Extracted data entries:
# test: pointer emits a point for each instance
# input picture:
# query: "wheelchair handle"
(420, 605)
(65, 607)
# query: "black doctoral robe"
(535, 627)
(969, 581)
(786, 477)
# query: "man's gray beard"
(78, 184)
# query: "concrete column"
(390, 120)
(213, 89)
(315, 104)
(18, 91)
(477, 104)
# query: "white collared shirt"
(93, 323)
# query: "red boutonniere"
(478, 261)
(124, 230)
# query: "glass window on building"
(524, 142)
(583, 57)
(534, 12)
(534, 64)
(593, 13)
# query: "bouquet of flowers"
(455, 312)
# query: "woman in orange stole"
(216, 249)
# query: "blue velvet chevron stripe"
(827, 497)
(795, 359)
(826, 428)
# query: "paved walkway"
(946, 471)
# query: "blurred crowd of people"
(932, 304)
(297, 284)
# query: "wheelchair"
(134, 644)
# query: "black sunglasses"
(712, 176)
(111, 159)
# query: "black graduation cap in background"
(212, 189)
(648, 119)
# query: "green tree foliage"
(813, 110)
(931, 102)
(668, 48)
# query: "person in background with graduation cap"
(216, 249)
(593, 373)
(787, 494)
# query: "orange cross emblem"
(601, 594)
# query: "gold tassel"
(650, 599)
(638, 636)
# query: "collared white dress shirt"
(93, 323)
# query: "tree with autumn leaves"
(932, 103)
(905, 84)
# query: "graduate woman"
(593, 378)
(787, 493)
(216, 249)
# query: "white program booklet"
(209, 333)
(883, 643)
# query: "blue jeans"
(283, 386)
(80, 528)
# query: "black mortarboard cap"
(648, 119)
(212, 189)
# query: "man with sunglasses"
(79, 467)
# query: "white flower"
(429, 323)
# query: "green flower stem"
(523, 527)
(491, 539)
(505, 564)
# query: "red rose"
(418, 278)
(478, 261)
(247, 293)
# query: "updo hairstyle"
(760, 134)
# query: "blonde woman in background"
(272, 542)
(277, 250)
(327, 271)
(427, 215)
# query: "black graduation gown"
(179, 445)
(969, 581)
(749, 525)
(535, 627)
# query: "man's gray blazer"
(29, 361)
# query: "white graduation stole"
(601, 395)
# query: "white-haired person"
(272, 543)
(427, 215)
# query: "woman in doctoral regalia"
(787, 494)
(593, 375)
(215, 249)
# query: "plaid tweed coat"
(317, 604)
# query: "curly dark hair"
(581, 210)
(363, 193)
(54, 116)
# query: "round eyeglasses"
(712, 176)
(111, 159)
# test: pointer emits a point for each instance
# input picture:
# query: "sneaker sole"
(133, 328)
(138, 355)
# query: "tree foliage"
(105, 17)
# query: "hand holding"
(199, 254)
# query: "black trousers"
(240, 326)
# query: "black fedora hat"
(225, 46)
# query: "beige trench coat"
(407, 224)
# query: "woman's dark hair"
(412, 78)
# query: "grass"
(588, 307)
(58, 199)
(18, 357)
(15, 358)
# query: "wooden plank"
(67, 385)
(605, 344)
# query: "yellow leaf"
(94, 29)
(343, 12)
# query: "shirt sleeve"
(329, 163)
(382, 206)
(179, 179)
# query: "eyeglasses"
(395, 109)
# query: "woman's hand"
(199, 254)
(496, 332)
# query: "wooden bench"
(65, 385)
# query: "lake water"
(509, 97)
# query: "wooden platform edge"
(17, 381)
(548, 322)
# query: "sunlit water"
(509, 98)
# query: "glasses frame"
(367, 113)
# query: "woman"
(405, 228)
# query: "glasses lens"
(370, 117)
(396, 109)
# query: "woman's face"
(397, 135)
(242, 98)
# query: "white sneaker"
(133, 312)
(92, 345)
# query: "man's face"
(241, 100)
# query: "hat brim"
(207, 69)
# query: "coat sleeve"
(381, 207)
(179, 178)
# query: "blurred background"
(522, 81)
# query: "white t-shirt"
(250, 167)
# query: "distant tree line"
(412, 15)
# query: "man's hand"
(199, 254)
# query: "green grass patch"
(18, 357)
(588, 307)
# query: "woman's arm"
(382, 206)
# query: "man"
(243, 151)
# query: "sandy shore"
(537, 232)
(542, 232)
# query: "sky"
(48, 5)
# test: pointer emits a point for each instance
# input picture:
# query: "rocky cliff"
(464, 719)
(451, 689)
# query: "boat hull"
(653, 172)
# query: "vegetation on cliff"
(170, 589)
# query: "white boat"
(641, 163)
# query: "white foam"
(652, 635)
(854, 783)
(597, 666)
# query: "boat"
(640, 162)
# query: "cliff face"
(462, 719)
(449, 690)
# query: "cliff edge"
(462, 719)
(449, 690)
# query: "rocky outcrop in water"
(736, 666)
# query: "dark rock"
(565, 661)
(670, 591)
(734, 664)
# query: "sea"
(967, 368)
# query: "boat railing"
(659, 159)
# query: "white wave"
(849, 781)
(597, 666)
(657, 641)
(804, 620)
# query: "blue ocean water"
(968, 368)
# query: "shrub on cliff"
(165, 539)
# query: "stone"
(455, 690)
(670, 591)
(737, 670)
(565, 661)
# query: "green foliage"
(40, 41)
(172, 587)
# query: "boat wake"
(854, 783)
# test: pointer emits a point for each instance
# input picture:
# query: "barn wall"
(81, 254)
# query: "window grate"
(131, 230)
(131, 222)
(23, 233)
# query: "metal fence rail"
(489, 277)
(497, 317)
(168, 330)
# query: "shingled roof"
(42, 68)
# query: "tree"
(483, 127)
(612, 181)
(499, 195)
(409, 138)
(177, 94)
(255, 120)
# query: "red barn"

:: What you need to do ::
Repeat all the entries word for word.

:: Answer ::
# test: pointer emits a point for each instance
# input picture:
# query: "wheelchair handle"
(420, 605)
(65, 607)
# query: "black doctoral robe"
(535, 627)
(969, 581)
(786, 477)
# query: "man's gray beard"
(78, 184)
# query: "concrete column"
(390, 120)
(213, 89)
(315, 104)
(18, 91)
(477, 104)
# query: "white collared shirt"
(93, 323)
# query: "red boutonniere"
(478, 261)
(124, 230)
# query: "glass window on building"
(524, 142)
(583, 57)
(534, 12)
(534, 64)
(593, 13)
# query: "bouquet of flowers"
(455, 312)
# query: "woman in orange stole"
(216, 249)
# query: "blue velvet chevron stripe"
(827, 497)
(795, 359)
(826, 428)
# query: "paved walkway"
(946, 471)
# query: "blurred crowd of people"
(932, 304)
(297, 284)
# query: "wheelchair"
(134, 644)
# query: "black sunglasses"
(712, 176)
(111, 159)
# query: "black graduation cap in background"
(212, 189)
(648, 119)
# query: "green tree foliage"
(813, 110)
(931, 102)
(668, 48)
# query: "person in background with graduation cap"
(216, 249)
(593, 373)
(787, 494)
# query: "orange cross emblem"
(601, 594)
# query: "gold tassel"
(650, 599)
(638, 636)
# query: "collared white dress shirt"
(93, 323)
# query: "tree with autumn leaves"
(932, 103)
(905, 84)
# query: "graduate woman"
(593, 378)
(787, 493)
(216, 249)
# query: "white program booklet"
(209, 333)
(883, 643)
# query: "blue jeans"
(283, 386)
(80, 528)
# query: "black mortarboard cap"
(648, 119)
(212, 189)
# query: "man with sunglasses"
(79, 467)
# query: "white flower"
(429, 323)
# query: "green flower stem"
(523, 527)
(491, 539)
(505, 564)
# query: "red rose"
(418, 278)
(478, 261)
(247, 293)
# query: "updo hairstyle"
(760, 134)
# query: "blonde woman in background"
(272, 542)
(277, 250)
(327, 271)
(427, 215)
# query: "black graduation gown"
(179, 445)
(969, 581)
(749, 525)
(535, 627)
# query: "man's gray blazer"
(29, 361)
# query: "white graduation stole"
(601, 395)
# query: "white-haired person"
(272, 543)
(427, 215)
# query: "woman in doctoral regalia"
(787, 494)
(593, 375)
(215, 249)
# query: "plaid tweed coat"
(317, 604)
# query: "curly dark hair"
(581, 210)
(363, 193)
(54, 116)
# query: "round eyeglasses"
(712, 176)
(111, 159)
# test: pointer emits a point for each instance
# input picture:
# query: "sneaker sole"
(133, 328)
(138, 355)
# query: "tree foliage"
(105, 17)
# query: "hand holding"
(199, 254)
# query: "black trousers"
(240, 326)
# query: "black fedora hat"
(225, 46)
# query: "beige trench coat"
(407, 224)
# query: "woman's dark hair"
(412, 78)
# query: "grass"
(588, 307)
(58, 199)
(18, 357)
(15, 358)
# query: "wooden plank"
(67, 385)
(605, 344)
# query: "yellow leaf"
(94, 29)
(343, 12)
# query: "shirt sleeve"
(329, 163)
(382, 206)
(179, 179)
# query: "eyeglasses"
(395, 109)
# query: "woman's hand"
(199, 254)
(496, 332)
# query: "wooden bench"
(65, 385)
# query: "lake water"
(509, 97)
# query: "wooden platform edge"
(17, 381)
(548, 322)
# query: "sunlit water"
(509, 98)
# query: "glasses frame"
(367, 113)
# query: "woman"
(405, 228)
# query: "glasses lens"
(370, 117)
(396, 109)
# query: "woman's face"
(397, 135)
(242, 98)
# query: "white sneaker"
(133, 312)
(92, 345)
# query: "man's face"
(241, 100)
# query: "hat brim"
(207, 69)
# query: "coat sleeve"
(381, 207)
(179, 178)
# query: "blurred background"
(522, 81)
# query: "white t-shirt"
(250, 167)
# query: "distant tree line"
(412, 15)
# query: "man's hand"
(199, 254)
# query: "green grass patch"
(18, 357)
(588, 307)
# query: "woman's arm"
(382, 206)
# query: "man"
(243, 151)
# query: "sandy shore"
(537, 232)
(542, 232)
# query: "sky"
(48, 5)
# test: pointer emits a point for each instance
# input picture:
# query: "rocky cliff"
(464, 719)
(451, 689)
# query: "boat hull"
(653, 172)
# query: "vegetation on cliff"
(170, 589)
# query: "white boat"
(641, 163)
# query: "white foam"
(652, 635)
(854, 783)
(597, 666)
# query: "boat"
(640, 162)
# query: "cliff face"
(462, 719)
(449, 690)
# query: "cliff edge"
(462, 719)
(449, 690)
# query: "rocky outcrop in water"
(736, 666)
# query: "dark rock"
(565, 661)
(670, 591)
(734, 664)
# query: "sea"
(967, 368)
# query: "boat railing"
(659, 159)
# query: "white wave"
(849, 781)
(597, 666)
(657, 641)
(804, 620)
# query: "blue ocean water"
(968, 368)
# query: "shrub on cliff"
(165, 539)
# query: "stone"
(455, 690)
(670, 591)
(737, 670)
(565, 661)
# query: "green foliage"
(40, 41)
(172, 587)
# query: "boat wake"
(854, 783)
# test: pointer emits a point for each instance
# input picture:
# query: "barn wall"
(81, 254)
# query: "window grate"
(131, 230)
(131, 222)
(23, 233)
# query: "metal fence rail"
(489, 277)
(497, 317)
(168, 330)
# query: "shingled roof"
(42, 68)
# query: "tree"
(483, 127)
(612, 181)
(499, 195)
(409, 138)
(177, 94)
(255, 120)
# query: "red barn"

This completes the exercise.